━━━━━ Entries supplied ━━━━━

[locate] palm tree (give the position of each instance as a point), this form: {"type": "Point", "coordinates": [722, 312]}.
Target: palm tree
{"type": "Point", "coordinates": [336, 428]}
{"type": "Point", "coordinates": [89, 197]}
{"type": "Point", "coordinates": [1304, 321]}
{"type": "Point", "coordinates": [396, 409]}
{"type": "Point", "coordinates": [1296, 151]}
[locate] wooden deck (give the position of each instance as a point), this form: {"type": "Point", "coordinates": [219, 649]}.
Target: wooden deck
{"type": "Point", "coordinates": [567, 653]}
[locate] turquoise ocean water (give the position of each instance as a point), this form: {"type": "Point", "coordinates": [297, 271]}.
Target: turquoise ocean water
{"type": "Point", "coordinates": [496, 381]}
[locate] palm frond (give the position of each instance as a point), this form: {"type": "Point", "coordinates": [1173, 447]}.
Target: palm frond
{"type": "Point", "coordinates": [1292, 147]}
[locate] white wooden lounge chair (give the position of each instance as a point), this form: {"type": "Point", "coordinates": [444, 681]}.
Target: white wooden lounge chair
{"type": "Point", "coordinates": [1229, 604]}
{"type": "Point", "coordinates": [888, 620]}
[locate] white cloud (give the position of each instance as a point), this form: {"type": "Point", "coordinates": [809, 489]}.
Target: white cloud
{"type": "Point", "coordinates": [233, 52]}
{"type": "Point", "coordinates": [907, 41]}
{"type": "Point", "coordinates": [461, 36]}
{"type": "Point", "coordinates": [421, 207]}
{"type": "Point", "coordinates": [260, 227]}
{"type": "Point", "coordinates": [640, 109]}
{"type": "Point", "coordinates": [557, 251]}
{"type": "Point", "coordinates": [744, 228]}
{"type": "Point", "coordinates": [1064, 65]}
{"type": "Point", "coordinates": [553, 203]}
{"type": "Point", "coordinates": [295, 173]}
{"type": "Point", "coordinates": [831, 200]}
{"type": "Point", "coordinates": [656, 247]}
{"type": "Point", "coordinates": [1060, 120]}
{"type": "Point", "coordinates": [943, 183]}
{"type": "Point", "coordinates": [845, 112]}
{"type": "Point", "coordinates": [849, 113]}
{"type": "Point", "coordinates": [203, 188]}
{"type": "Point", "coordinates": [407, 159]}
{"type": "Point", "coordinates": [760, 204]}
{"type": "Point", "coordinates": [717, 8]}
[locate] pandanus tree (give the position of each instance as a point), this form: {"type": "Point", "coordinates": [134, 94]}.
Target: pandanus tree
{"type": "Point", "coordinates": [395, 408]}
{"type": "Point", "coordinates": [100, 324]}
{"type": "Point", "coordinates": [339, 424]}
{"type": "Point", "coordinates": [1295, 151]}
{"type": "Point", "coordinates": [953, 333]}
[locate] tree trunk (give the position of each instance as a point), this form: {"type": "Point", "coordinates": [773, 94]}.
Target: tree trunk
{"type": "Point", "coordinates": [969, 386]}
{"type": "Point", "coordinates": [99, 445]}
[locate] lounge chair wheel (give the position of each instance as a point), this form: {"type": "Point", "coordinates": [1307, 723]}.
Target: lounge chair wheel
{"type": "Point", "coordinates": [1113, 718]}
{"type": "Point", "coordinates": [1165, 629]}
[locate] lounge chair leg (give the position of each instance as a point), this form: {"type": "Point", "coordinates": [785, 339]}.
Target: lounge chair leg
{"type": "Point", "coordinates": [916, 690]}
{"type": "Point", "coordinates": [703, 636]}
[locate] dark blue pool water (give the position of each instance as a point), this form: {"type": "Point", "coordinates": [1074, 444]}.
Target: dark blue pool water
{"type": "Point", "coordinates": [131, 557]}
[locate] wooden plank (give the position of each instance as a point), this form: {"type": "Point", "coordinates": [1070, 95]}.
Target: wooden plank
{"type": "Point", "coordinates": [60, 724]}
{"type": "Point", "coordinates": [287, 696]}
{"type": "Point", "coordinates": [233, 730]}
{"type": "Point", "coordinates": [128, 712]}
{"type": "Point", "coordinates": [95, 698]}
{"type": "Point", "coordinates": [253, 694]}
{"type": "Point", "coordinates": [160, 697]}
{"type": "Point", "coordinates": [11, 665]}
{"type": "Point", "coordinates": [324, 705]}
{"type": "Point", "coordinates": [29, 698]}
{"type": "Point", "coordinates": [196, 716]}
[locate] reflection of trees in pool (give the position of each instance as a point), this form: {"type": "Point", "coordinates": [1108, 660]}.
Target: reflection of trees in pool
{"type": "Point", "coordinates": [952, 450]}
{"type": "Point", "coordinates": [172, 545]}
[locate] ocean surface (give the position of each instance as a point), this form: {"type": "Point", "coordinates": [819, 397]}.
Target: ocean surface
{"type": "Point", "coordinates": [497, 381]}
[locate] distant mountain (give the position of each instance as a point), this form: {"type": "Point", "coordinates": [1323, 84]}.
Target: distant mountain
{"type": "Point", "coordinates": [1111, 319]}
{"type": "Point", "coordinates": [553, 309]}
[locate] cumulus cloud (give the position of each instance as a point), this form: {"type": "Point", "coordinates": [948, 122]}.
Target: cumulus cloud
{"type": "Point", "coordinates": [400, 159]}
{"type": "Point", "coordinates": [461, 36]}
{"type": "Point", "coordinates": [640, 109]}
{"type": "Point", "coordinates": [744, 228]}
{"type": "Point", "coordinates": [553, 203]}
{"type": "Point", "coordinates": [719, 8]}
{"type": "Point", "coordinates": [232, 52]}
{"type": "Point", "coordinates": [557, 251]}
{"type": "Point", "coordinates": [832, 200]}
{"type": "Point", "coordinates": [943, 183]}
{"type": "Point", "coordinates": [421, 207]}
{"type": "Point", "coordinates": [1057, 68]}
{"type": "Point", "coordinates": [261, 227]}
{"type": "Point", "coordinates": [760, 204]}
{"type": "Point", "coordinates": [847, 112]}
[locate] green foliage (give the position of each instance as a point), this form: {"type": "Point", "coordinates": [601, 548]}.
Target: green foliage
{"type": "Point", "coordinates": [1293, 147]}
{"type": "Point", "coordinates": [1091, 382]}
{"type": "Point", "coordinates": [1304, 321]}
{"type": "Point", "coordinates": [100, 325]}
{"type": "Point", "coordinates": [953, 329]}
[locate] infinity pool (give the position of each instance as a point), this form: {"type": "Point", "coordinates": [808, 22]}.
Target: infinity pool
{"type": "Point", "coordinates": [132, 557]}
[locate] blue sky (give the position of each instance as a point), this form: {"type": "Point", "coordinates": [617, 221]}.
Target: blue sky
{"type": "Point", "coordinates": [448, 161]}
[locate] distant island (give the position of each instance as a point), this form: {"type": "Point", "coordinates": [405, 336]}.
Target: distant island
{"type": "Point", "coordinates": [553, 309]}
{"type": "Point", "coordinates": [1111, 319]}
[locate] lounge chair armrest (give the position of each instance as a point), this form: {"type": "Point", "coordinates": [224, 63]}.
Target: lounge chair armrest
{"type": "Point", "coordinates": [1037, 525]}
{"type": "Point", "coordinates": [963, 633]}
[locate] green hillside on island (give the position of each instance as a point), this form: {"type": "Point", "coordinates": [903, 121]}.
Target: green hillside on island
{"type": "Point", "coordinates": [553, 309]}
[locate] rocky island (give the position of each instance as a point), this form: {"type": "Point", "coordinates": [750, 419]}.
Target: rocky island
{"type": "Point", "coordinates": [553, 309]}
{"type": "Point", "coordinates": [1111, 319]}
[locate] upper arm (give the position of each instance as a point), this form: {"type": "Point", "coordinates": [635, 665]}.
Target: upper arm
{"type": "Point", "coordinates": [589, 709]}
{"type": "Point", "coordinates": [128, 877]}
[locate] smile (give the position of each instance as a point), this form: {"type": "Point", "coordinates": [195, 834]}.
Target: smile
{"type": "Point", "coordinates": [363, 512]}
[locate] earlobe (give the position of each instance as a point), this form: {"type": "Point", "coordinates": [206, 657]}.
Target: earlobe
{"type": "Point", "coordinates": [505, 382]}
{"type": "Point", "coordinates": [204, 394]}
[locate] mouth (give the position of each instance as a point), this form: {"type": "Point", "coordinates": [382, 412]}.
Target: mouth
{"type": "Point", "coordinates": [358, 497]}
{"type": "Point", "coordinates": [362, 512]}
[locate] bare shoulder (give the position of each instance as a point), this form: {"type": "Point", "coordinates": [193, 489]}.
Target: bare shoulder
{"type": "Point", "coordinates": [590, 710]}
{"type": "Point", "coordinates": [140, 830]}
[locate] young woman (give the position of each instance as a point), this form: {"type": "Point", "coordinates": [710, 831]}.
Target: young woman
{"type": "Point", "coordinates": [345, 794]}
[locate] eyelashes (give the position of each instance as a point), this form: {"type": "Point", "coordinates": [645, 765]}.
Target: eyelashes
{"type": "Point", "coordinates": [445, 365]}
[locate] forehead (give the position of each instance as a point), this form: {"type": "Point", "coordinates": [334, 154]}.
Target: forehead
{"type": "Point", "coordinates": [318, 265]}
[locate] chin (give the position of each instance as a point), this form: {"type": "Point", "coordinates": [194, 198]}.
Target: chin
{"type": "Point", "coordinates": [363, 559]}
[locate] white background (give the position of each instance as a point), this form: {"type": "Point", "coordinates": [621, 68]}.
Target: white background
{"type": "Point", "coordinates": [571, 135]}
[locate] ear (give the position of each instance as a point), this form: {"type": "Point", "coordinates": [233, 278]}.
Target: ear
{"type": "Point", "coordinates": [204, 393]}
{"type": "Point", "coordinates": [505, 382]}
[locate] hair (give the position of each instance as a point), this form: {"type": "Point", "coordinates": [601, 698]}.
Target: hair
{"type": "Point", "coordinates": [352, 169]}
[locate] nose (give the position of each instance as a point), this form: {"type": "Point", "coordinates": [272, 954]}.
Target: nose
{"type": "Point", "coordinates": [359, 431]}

━━━━━

• _Do this_
Give back exactly the lines from the line holding "[locate] eyelashes (give" through the last line of the listing, including both.

• _Completed exercise_
[locate] eyelashes (give the position of each instance as a point), this form: {"type": "Point", "coordinates": [645, 765]}.
Target: eyelashes
{"type": "Point", "coordinates": [445, 365]}
[locate] forehead (give the position of each instance as a point), this form: {"type": "Point", "coordinates": [334, 154]}.
Target: forehead
{"type": "Point", "coordinates": [318, 265]}
[locate] chin (give the position of each instance as a point), this form: {"type": "Point", "coordinates": [194, 198]}.
Target: chin
{"type": "Point", "coordinates": [363, 559]}
[locate] white background (give the position of each instance as a point), this form: {"type": "Point", "coordinates": [621, 68]}.
Target: white background
{"type": "Point", "coordinates": [571, 135]}
[locate] ear (give the position of each instance as a point), this form: {"type": "Point", "coordinates": [233, 278]}.
Target: ear
{"type": "Point", "coordinates": [204, 393]}
{"type": "Point", "coordinates": [505, 382]}
[locate] hair (give the position of each instance as a point), this form: {"type": "Point", "coordinates": [601, 698]}.
Target: hair
{"type": "Point", "coordinates": [352, 169]}
[locate] nose (give the position of each instance as a point), this form: {"type": "Point", "coordinates": [272, 954]}.
Target: nose
{"type": "Point", "coordinates": [359, 431]}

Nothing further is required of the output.